Passage shown:

^^^^^^^^^^^^^^^^

Same Here UnOrthodOx we decorate the inside for us, the outside is for the public. I wouldn't care if I lived out in the woods id still decorate our house. I do it for myself and my family.


----------



## RCIAG (Jul 19, 2010)

This is a great thread! I find it interesting how many don't bother to do inside or ONLY inside.


----------



## creepymagic (Apr 16, 2012)

We do the entire house inside for our parties, blowmolds and inflatables outside but by far the bulk of the decorating and all animatronics are inside. 

https://youtu.be/pXfaEHsxf08?list=PLkJSBIKfnc2NIWKrm4K7hXTyQqJg0ih19

There are many advantages inside, more control of the environment.


----------



## printersdevil (Sep 7, 2009)

Nice job, creepy magic!


----------



## fennyann (Sep 6, 2012)

I probably have more decorations inside my house than on the outside!


----------



## wdragon209 (Sep 3, 2013)

We decorate pretty much every room in the house. I'm also pretty sure every door has something on it. (One of the bedrooms always has a jointed scarecrow on it. We've named him Sammy.)


----------



## printersdevil (Sep 7, 2009)

Every inch of space I can find!


----------



## panther93 (Mar 25, 2015)

fennyann said:


> I probably have more decorations inside my house than on the outside!


Same here. I decorate more inside than outside.


----------



## panther93 (Mar 25, 2015)

This is my gothic gate from Halloween 2014.


----------



## Laurie S. (Dec 4, 2007)

Sadly, I can't trust my neighbors, even though this is still a pretty good neighborhood, so my interior decoration is very, very extensive. Very.


----------



## HalloweenKitten (May 30, 2015)

When my kiddo was younger I decorated outside almost exclusively to avoid broken decorations and extra cleaning. Now that he's a teen (and my cat is through with all kitten deviousness) we decorate inside more than before but it is confined mainly to the living room. But this year I plan to decorate inside even more to include the kitchen and bathroom  Since my hubby will be deployed during this Halloween I'm giving myself a little more free reign to decorate inside and out to distract myself from him being away.


----------



## Gnome (Mar 4, 2005)

vintage looking decor go inside for my household


----------



## HexMe (Jul 23, 2009)

Decorate inside? FOR SURE! Outside I can only decorate the day of, I decorate inside for me, so I can enjoy it all month long! Plus we have an open house so it needs to be decorated for that.


----------



## Savage Night (Jan 11, 2008)

^^^^^^^^^^^^^^^^

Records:
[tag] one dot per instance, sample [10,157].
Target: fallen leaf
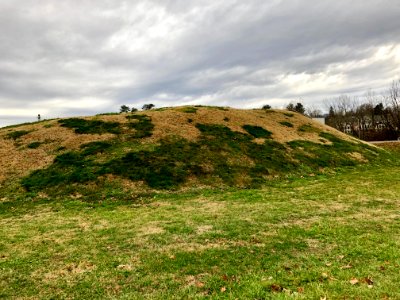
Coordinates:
[354,281]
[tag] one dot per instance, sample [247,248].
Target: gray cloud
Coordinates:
[81,57]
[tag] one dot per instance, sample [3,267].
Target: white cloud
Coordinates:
[79,57]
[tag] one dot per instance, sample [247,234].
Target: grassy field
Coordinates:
[331,236]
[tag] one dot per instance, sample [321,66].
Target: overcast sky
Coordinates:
[70,57]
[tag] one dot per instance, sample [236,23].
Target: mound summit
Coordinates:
[171,148]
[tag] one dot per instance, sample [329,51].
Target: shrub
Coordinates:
[257,131]
[143,126]
[82,126]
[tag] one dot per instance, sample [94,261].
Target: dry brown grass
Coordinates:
[16,160]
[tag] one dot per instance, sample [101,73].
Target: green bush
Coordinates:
[82,126]
[257,131]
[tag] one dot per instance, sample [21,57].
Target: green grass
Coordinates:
[15,135]
[220,157]
[308,128]
[34,145]
[257,131]
[287,124]
[188,109]
[304,238]
[82,126]
[142,125]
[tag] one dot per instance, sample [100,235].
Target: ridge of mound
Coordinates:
[172,148]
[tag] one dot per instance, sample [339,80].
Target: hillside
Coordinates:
[172,148]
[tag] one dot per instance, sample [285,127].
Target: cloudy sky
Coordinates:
[70,57]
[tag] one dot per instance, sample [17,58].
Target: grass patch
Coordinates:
[308,128]
[257,131]
[300,237]
[109,114]
[17,134]
[82,126]
[142,125]
[188,109]
[213,107]
[287,124]
[220,157]
[34,145]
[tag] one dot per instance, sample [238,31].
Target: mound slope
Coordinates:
[172,148]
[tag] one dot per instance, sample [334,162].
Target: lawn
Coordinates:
[330,236]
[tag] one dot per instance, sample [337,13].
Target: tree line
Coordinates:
[372,117]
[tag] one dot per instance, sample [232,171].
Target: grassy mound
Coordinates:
[160,149]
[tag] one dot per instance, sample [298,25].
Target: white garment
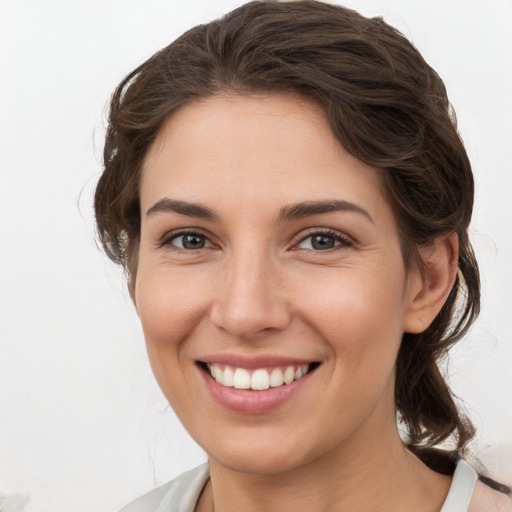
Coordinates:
[181,494]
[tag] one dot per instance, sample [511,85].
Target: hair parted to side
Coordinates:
[385,105]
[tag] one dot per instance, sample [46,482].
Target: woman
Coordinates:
[288,193]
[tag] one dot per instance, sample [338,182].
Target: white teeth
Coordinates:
[259,380]
[228,377]
[217,373]
[241,379]
[276,378]
[289,375]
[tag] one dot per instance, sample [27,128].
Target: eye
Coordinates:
[323,241]
[189,241]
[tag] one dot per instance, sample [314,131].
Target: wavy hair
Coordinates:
[385,105]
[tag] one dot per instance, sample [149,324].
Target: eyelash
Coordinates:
[168,238]
[344,241]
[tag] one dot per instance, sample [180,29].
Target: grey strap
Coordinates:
[461,490]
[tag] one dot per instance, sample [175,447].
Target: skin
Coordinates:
[258,286]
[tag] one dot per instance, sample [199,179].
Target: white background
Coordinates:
[83,425]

^^^^^^^^^^^^^^^^

Exercise instructions:
**a)** Quote the forum thread on decorating indoors for Halloween from "We decorate pretty" to "I can find!".
**b)** Continue the forum thread on decorating indoors for Halloween from its final line.

Written responses:
**a)**
We decorate pretty much every room in the house. I'm also pretty sure every door has something on it. (One of the bedrooms always has a jointed scarecrow on it. We've named him Sammy.)


----------



## printersdevil (Sep 7, 2009)

Every inch of space I can find!

**b)**
Inside the BPPOS, everyday is Halloween, but I do go over the top nuts during the season. Now, as for outside, we used to put the whole enchilada up in early September, but ever since a few years ago, when some freaks stole about a thousand dollars and twenty years of collectible decos out of our yard, we throw everything up on H day, and take it down by midnight.


----------



## chromachord (Jul 25, 2014)

I always decorate the inside more than the outside. First of all, I live in an apartment, so I don't have much of an option. (Still extensively decorate the entryway, though!) When we lived in a house, I decorated outside, but not a lot of props due to weather. The props I did use were big/very fastened/very out of reach just in case anybody felt tempted to take anything.

There's also the problem with people who don't share the love of Halloween...we actually had people leave "Don't celebrate Halloween! It is the Devil's day! Turn to Jesus" cards and letters several times...oh well.

Edited to add last year's indoor décor pictures!

https://www.flickr.com/gp/chromachord/1F5Hxa


----------



## pumpkinhead86 (Nov 29, 2013)

I decorate inside!


----------



## Madame Leota (Sep 19, 2005)

My indoor décor has been taken down a few notches since my kids are grown and gone. When they were young, we decorated every inch of the house and made a lot of the decorations ourselves. The Halloween issue of Family Fun magazine provided lots of ideas and we made everything we could!
Now, I have much less tolerance for "stuff" and I get really claustrophobic with the clutter of knick-knacks so my indoor décor is now much more subtle. I decorate my fireplace, replace throw pillows, table runners, kitchen linens, etc. with fall/Halloween themed ones, and set up a few of my spooky town buildings. This year I am especially excited because we converted my son's old room into a home library and I will 10 linear feet of space on top of the bookcase wall to display my village!


----------



## America's Pumpkin Patches (Jun 5, 2015)

I actually have a Halloween room in my house where I decorate year round. It is a separate room in our finished basement.


----------



## Dark Lord Jovan (Aug 7, 2010)

My inside decorations stay up all year long, usually due to laziness. This past year at Christmas, my uncle included them in his recitation of The Night Before Christmas. "The ears were hung from the chandelier with care . . ."


----------



## Berserker (Sep 4, 2012)

Hell yeah I decorate inside!!!


----------



## HalloweenBride (Aug 16, 2012)

I keep my house like this all year.


----------



## matrixmom (Oct 29, 2010)

Only if there's a party that year - then almost every room (except bedrooms) are done up. If no party, just fun knick knacks pillows here or there.


----------



## LadyMage (Aug 15, 2014)

Hell yes. Most of my decorations are for indoors due to years of apartment living, and buying for my Halloween wedding. Now that I have a yard, I'm focusing more on stuff I can put outside instead, but I can't not decorate at least a little inside. I don't always put all of it out, there's a lot, unless there's a party and it looks like my oldest wants a halloween/monster high 8th birthday party and her birthday is 2 weeks before halloween, so it's pretty much all going to get used this year. The inside stuff ends up mostly being for me. It makes me happy, so why not?


----------



## lizzyborden (Sep 17, 2009)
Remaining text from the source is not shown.